◆ **QUOTED PASSAGE**
□ □ □ □ □

The reasoning is flawed. The same pressures which increase
downloading will increase purchase. This doesn't begin to
isolate or disprove the effect that downloading has on sales.

You're just not looking deeply enough. The study was conducted based on
individual album sales, rather than combined numbers, and actually showed
that albums which were released in previous years' sales went up directly
proportionally to the amount of times they were downloaded. For a specific
case, albums that sold more than 600k copies were shown to not only *not*
drop as downloading increased, but go *up* by approximately one sale per 150
downloads.


Which could also mean 149 sales lost.

It was only the least popular music that seemed to suffer because
of downloading, which I would assume is because people tried it and didn't
like it enough to buy it.


A good enough point, which is a quality issue, not a moral or legal
one, but...

It is not precisely the same pressures that cause increases in both
behaviors, although there is significant overlap. P2P software acts as an
aggregator, allowing people to find music according to genre and other
grouping methods, which actually causes it's own pressure on cd sales.
People are using P2P software to shop for the music they will buy next.

ryanm


And hopefully iTunes, etc. will be the cure, and forever banish the
lame excuses that people come up with to steal music. If you, or
anyone, take music by downloading it, and use it by listening to it,
without the copyright owner's permission you are STEALING IT
REGARDLESS OF WHETEHER YOU INTENDED TO BUY IT. THEFT IS THEFT AND ONLY
THE ARTIST AND/OR COPYRIGHT HOLDER SHOULD BE ABLE TO DECIDE IF THEIR
WORK CAN BE DOWNLOADED. How many artists decide what 'data' you will
release about yourself? How would you feel if an artist uploaded very
important files about you for the whole world to d/l?

□ □ □ □ □

Copy the discussion of music downloading and album sales word for word, in full. The items that come next aren't needed.

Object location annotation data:
□ □ □ □ □

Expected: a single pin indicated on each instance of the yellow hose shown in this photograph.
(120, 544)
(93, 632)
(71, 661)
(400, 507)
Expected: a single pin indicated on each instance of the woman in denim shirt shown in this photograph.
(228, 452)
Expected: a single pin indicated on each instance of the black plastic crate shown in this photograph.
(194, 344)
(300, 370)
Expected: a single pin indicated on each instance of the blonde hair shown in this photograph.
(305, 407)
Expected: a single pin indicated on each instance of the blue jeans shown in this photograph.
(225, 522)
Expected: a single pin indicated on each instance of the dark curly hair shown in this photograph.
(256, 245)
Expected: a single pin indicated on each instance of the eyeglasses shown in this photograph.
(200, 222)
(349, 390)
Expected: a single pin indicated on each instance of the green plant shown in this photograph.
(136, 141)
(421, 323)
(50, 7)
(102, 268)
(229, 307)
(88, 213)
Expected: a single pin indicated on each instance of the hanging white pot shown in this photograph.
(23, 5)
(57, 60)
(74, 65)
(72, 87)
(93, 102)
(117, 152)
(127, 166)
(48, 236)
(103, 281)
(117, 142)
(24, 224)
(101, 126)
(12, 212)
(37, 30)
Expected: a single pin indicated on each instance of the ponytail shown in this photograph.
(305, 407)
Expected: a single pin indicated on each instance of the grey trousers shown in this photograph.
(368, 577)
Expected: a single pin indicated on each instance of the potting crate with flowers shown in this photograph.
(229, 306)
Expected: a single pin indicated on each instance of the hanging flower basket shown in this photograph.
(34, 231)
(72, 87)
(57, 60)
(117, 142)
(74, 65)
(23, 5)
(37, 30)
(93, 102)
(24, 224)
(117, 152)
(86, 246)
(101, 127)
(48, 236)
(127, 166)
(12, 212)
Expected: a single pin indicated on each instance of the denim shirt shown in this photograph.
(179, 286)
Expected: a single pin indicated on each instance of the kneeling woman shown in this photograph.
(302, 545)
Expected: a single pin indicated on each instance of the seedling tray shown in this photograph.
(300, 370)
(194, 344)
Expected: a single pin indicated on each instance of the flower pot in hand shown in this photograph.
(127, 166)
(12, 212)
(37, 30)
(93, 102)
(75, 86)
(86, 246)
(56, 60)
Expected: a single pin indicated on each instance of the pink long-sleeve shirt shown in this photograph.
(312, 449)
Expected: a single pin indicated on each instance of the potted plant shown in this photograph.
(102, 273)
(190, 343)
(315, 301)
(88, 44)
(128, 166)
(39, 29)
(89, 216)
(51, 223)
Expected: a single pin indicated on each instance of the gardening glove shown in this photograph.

□ □ □ □ □

◆ **TASK ANSWER**
The reasoning is flawed. The same pressures which increase
downloading will increase purchase. This doesn't begin to
isolate or disprove the effect that downloading has on sales.

You're just not looking deeply enough. The study was conducted based on
individual album sales, rather than combined numbers, and actually showed
that albums which were released in previous years' sales went up directly
proportionally to the amount of times they were downloaded. For a specific
case, albums that sold more than 600k copies were shown to not only *not*
drop as downloading increased, but go *up* by approximately one sale per 150
downloads.


Which could also mean 149 sales lost.

It was only the least popular music that seemed to suffer because
of downloading, which I would assume is because people tried it and didn't
like it enough to buy it.


A good enough point, which is a quality issue, not a moral or legal
one, but...

It is not precisely the same pressures that cause increases in both
behaviors, although there is significant overlap. P2P software acts as an
aggregator, allowing people to find music according to genre and other
grouping methods, which actually causes it's own pressure on cd sales.
People are using P2P software to shop for the music they will buy next.

ryanm


And hopefully iTunes, etc. will be the cure, and forever banish the
lame excuses that people come up with to steal music. If you, or
anyone, take music by downloading it, and use it by listening to it,
without the copyright owner's permission you are STEALING IT
REGARDLESS OF WHETEHER YOU INTENDED TO BUY IT. THEFT IS THEFT AND ONLY
THE ARTIST AND/OR COPYRIGHT HOLDER SHOULD BE ABLE TO DECIDE IF THEIR
WORK CAN BE DOWNLOADED. How many artists decide what 'data' you will
release about yourself? How would you feel if an artist uploaded very
important files about you for the whole world to d/l?